**Fragmento del documento**

El Domingo de Resurrección nos obligaron a adelantar sesenta minutos los relojes y finalizó la Semana Santa más pasada por agua y fría que recuerdo. A pesar de todo, la climatología adversa respetó la procesión General del Viernes Santo. Las borrascas Karlotta y Nelson consiguieron que los paraguas tuvieran más protagonismo que los capirotes y ocultaron los sollozos de los cofrades, quienes arrastraban entre charcos sus túnicas, frustraciones y tristezas. Les entiendo. También complicaron las vacaciones de algunos y los negocios de otros.
En nuestra tierra, la Semana de Pasión tiene la mala costumbre de hacer un paréntesis en primavera. Algo similar, en el plano climatológico, ocurría hasta el año 2000, con las ferias y fiestas patronales que se celebraban a finales de septiembre en la semana de San Mateo y que, en una acertada decisión, el entonces alcalde, Francisco Javier León de la Riva, las adelantó a la primera semana de septiembre coincidiendo con la Virgen de San Lorenzo. No pretendo, Dios me libre y nunca mejor dicho, sugerir un cambio de fecha sobre un asunto que decidió la Iglesia católica en el año 325 durante el primer Concilio de Nicea. Hablando de las fiestas de septiembre, no termino de entender por qué, faltando cinco meses, se han anunciado las primeras actuaciones en pleno corazón de la Semana Santa. Espero que no tenga relación con el adelanto horario.
El cambio de hora que se implantó en España en 1974 y se mantendrá, al menos, hasta 2026, nos ha traído el debate de siempre entre los que lo aborrecen y los que lo exaltan. Como somos tirando a cíclicos, en octubre, con la implantación del horario de invierno, se repetirá la polémica. Los que no lo soportan enseguida apelan a asuntos relacionados con la salud, en algunos casos un tanto disparatados, que van desde la depresión hasta el Alzhéimer. Los que lo aplauden nos dan un par de lecciones de ahorro energético, menor contaminación e incluso, si te dejas, te explican con detalle la Agenda 2030. Sinceramente, creo que, por lo general, salvo algunos casos de alteraciones del sueño que rápidamente se normalizan, no hay mayores problemas. Sin embargo, estas modificaciones horarias son muy útiles para la conversación con los vecinos en el ascensor, para la charla con el camarero de siempre mientras intentas tomarte un vino aislado de todo, para quitarte de encima un plan peñazo aludiendo al mal cuerpo que te producen estos cambios, para quedarte en casa viendo y oyendo la lluvia, para charlar con el peluquero e incluso para justificarte un día espeso y con pocas luces a pesar del aumento de luminosidad.

**Enunciado del ejercicio**
Continúa, por favor, el texto sobre la Semana Santa lluviosa y el cambio de hora a partir de su última frase.

Entradas guardadas:
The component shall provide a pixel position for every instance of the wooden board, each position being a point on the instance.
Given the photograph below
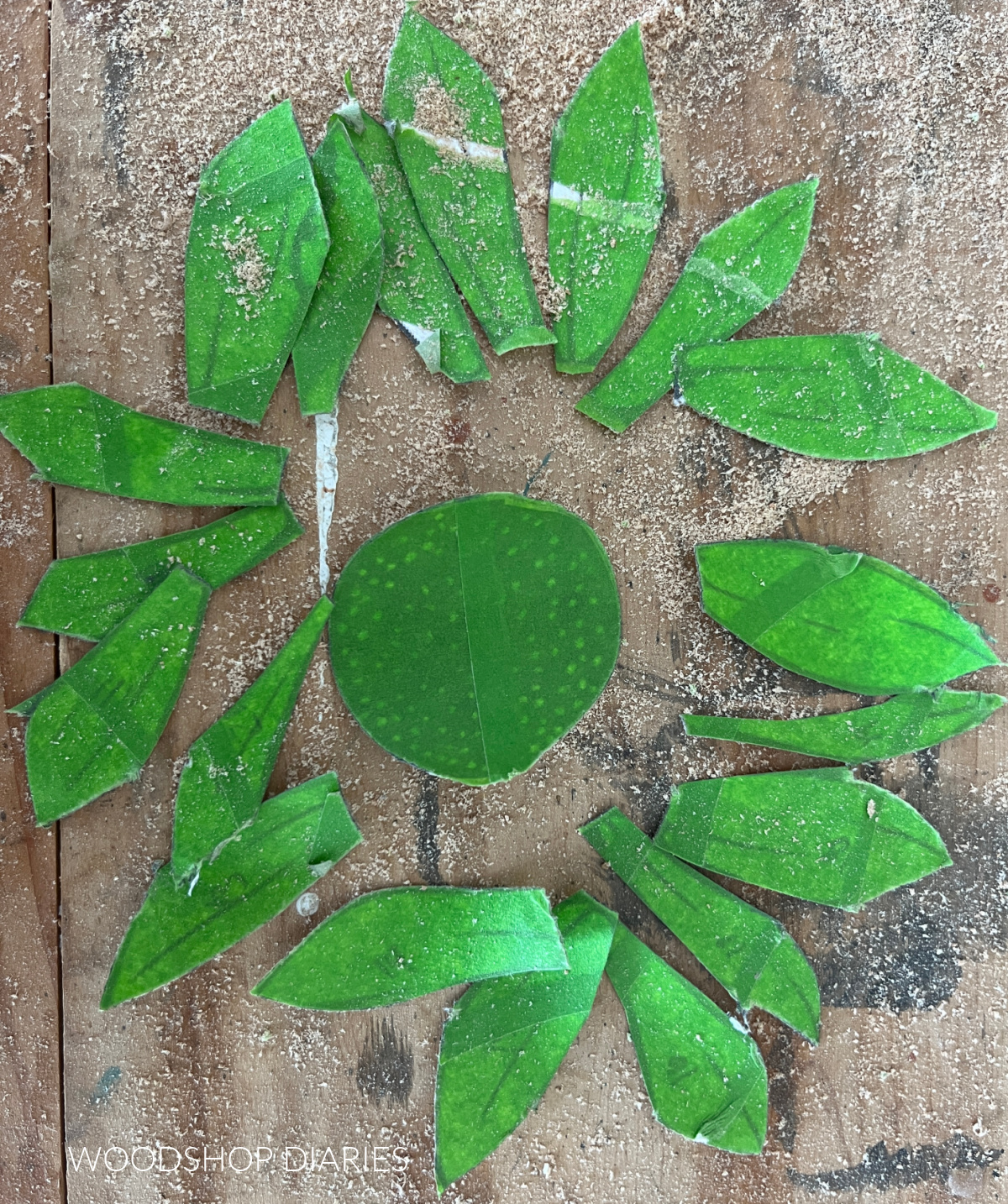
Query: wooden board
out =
(30, 1056)
(901, 113)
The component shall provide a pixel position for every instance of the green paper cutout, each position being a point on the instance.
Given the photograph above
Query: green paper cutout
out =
(747, 951)
(819, 835)
(86, 596)
(253, 879)
(705, 1076)
(736, 271)
(467, 638)
(506, 1038)
(841, 618)
(257, 246)
(78, 437)
(837, 396)
(410, 940)
(460, 180)
(905, 724)
(95, 726)
(350, 278)
(606, 199)
(229, 766)
(417, 291)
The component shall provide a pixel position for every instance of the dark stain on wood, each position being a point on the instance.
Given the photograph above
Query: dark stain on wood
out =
(425, 814)
(385, 1068)
(908, 1165)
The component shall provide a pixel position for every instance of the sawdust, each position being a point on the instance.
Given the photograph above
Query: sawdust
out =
(910, 240)
(440, 113)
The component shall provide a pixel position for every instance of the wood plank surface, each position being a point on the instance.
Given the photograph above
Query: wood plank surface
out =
(30, 1134)
(901, 113)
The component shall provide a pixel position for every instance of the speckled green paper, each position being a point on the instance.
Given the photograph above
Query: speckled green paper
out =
(837, 396)
(86, 596)
(507, 1037)
(461, 182)
(417, 291)
(408, 940)
(705, 1076)
(738, 270)
(257, 246)
(905, 724)
(97, 725)
(229, 766)
(350, 277)
(470, 637)
(78, 437)
(747, 951)
(838, 616)
(295, 838)
(605, 202)
(819, 835)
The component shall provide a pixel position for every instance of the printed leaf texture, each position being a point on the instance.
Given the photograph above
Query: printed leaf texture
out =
(469, 637)
(86, 596)
(449, 136)
(229, 766)
(837, 616)
(78, 437)
(736, 271)
(417, 291)
(747, 951)
(819, 835)
(606, 199)
(506, 1039)
(350, 278)
(905, 724)
(705, 1076)
(408, 940)
(257, 246)
(94, 727)
(294, 840)
(837, 396)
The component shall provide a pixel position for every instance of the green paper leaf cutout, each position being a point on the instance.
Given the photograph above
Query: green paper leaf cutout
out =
(255, 878)
(410, 940)
(506, 1039)
(257, 246)
(417, 291)
(78, 437)
(819, 835)
(229, 766)
(736, 271)
(94, 727)
(747, 951)
(705, 1076)
(837, 616)
(350, 278)
(837, 396)
(86, 596)
(467, 638)
(606, 199)
(905, 724)
(449, 136)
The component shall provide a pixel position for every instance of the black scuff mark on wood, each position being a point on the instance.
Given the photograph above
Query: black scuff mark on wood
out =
(385, 1070)
(121, 64)
(425, 814)
(903, 1168)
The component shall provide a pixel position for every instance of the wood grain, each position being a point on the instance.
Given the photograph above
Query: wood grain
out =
(901, 113)
(30, 1137)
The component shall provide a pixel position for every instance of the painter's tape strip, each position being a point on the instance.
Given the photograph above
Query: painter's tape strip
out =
(478, 153)
(627, 214)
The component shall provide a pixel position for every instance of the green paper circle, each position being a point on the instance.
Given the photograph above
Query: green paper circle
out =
(467, 638)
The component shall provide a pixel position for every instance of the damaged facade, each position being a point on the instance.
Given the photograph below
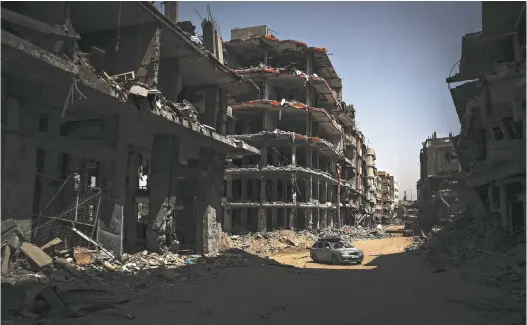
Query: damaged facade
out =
(491, 108)
(97, 95)
(387, 189)
(440, 179)
(311, 151)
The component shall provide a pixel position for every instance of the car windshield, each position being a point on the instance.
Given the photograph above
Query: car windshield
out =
(342, 245)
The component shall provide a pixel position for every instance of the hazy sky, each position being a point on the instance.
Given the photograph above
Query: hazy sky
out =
(393, 58)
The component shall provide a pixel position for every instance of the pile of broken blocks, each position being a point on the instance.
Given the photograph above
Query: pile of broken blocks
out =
(29, 280)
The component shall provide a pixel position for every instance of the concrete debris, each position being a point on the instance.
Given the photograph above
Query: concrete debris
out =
(280, 241)
(480, 249)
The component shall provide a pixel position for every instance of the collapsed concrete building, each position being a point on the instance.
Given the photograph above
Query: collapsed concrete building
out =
(386, 190)
(371, 181)
(491, 108)
(440, 178)
(306, 175)
(96, 95)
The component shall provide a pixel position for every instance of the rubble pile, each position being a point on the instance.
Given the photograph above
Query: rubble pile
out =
(350, 233)
(270, 242)
(482, 251)
(279, 241)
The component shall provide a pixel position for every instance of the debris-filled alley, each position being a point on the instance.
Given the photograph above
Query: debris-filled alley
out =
(153, 174)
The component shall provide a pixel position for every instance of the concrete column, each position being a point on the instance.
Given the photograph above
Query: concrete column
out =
(130, 205)
(262, 212)
(274, 211)
(211, 168)
(329, 220)
(227, 211)
(210, 117)
(170, 78)
(325, 198)
(269, 120)
(148, 71)
(292, 216)
(209, 36)
(18, 171)
(162, 186)
(339, 176)
(505, 224)
(222, 98)
(266, 90)
(309, 189)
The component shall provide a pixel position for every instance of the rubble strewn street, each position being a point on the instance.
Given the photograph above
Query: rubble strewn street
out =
(288, 240)
(154, 172)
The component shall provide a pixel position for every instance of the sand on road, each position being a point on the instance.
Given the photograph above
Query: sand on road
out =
(392, 287)
(371, 248)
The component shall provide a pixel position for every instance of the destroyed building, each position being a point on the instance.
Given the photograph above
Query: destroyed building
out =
(96, 95)
(440, 176)
(386, 189)
(491, 108)
(371, 181)
(305, 176)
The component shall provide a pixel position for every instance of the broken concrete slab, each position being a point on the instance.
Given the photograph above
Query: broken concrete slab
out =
(51, 243)
(36, 255)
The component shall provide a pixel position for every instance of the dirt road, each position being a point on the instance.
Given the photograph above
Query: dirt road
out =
(372, 249)
(392, 287)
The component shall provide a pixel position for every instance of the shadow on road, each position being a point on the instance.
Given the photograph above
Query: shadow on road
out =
(241, 288)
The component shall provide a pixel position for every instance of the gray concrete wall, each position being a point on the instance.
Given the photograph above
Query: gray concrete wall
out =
(248, 32)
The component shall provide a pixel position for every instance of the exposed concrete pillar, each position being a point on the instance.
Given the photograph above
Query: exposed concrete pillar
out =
(262, 212)
(211, 168)
(162, 186)
(209, 36)
(172, 10)
(211, 106)
(52, 169)
(269, 120)
(227, 211)
(130, 204)
(329, 220)
(292, 216)
(18, 171)
(309, 90)
(266, 58)
(505, 224)
(267, 89)
(170, 78)
(274, 211)
(325, 198)
(315, 129)
(309, 189)
(339, 179)
(224, 119)
(148, 71)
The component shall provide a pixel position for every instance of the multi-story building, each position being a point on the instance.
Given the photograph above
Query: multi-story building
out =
(395, 194)
(371, 181)
(306, 174)
(491, 109)
(93, 93)
(440, 175)
(386, 189)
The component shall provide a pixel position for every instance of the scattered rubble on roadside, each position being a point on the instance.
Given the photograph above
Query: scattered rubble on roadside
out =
(481, 250)
(288, 240)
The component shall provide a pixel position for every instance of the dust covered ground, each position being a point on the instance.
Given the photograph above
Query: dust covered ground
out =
(392, 287)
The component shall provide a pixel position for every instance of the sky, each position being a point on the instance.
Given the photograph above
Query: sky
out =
(393, 58)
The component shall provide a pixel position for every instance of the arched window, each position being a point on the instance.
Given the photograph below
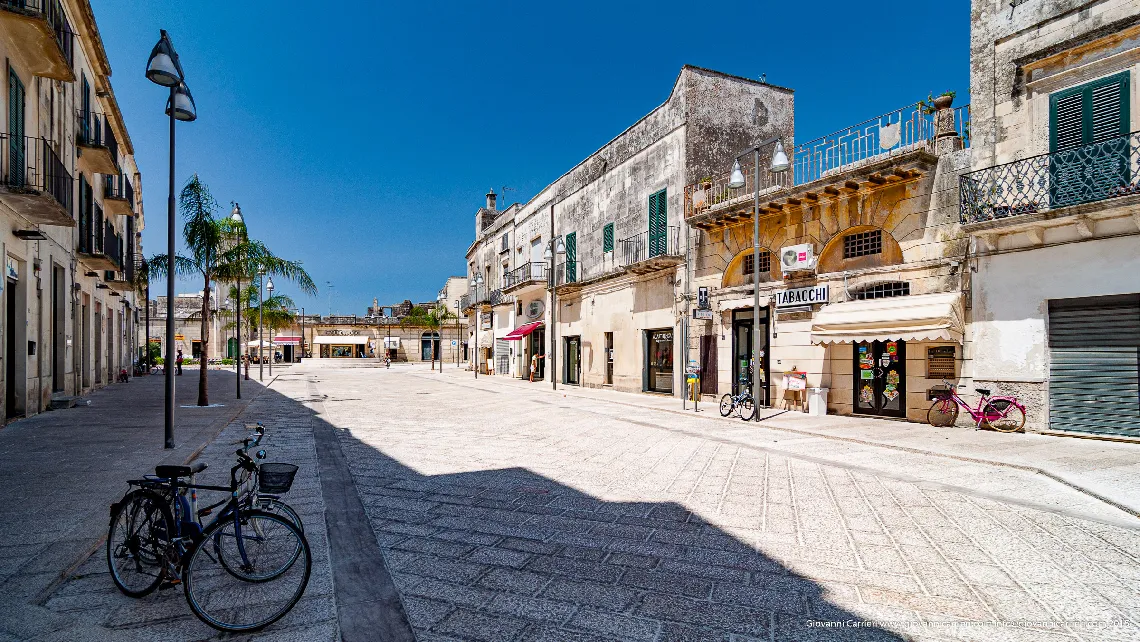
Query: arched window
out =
(882, 290)
(429, 346)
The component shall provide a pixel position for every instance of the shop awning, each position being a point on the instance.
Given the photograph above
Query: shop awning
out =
(518, 333)
(923, 317)
(355, 340)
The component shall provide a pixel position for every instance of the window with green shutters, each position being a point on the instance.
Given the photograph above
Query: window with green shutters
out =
(1088, 140)
(571, 269)
(658, 224)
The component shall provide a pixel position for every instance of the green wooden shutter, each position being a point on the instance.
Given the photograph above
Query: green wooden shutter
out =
(16, 156)
(571, 257)
(1088, 140)
(658, 224)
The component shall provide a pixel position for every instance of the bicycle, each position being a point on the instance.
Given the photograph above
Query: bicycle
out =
(243, 565)
(1002, 413)
(741, 403)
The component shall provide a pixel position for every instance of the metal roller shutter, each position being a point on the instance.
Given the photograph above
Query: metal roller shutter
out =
(1094, 365)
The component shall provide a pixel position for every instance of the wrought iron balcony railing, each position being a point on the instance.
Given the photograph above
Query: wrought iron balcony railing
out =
(644, 246)
(1083, 175)
(30, 164)
(526, 273)
(914, 127)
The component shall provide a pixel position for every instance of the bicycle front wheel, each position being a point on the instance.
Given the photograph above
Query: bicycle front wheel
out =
(943, 413)
(1003, 416)
(246, 574)
(726, 405)
(137, 543)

**Respuesta del ejercicio**
Hay horas para todo. Las horas punta (dan pánico a no ser que te quieras subir a un tiovivo), las primeras horas (agradables cuando no tienes que ir al curro), las altas horas (interesantes con vino y amigos), las horas muertas (que en ocasiones dan vida), las horas bajas (ideales para el diván), la hora sagrada de las cinco de la tarde (da expectativas de arte y sueños con puerta grande), la hora del adiós (que ahoga o libera)… Últimamente, de las que más se habla son de dos: la hora del blanqueo y la hora de la verdad. La primera, muy de moda para algunos que pretenden hacerlo con la dictadura, con ETA o con cierto dinero distraído y sucio. La segunda, la de la verdad, muy utilizada en los últimos días por nuestra clase política, a raíz de la constitución de las comisiones de investigación en el Senado y en el Congreso sobre el nauseabundo asunto de las mascarillas durante la pandemia. No esperen nada nuevo, salvo mayor enfangamiento del ambiente.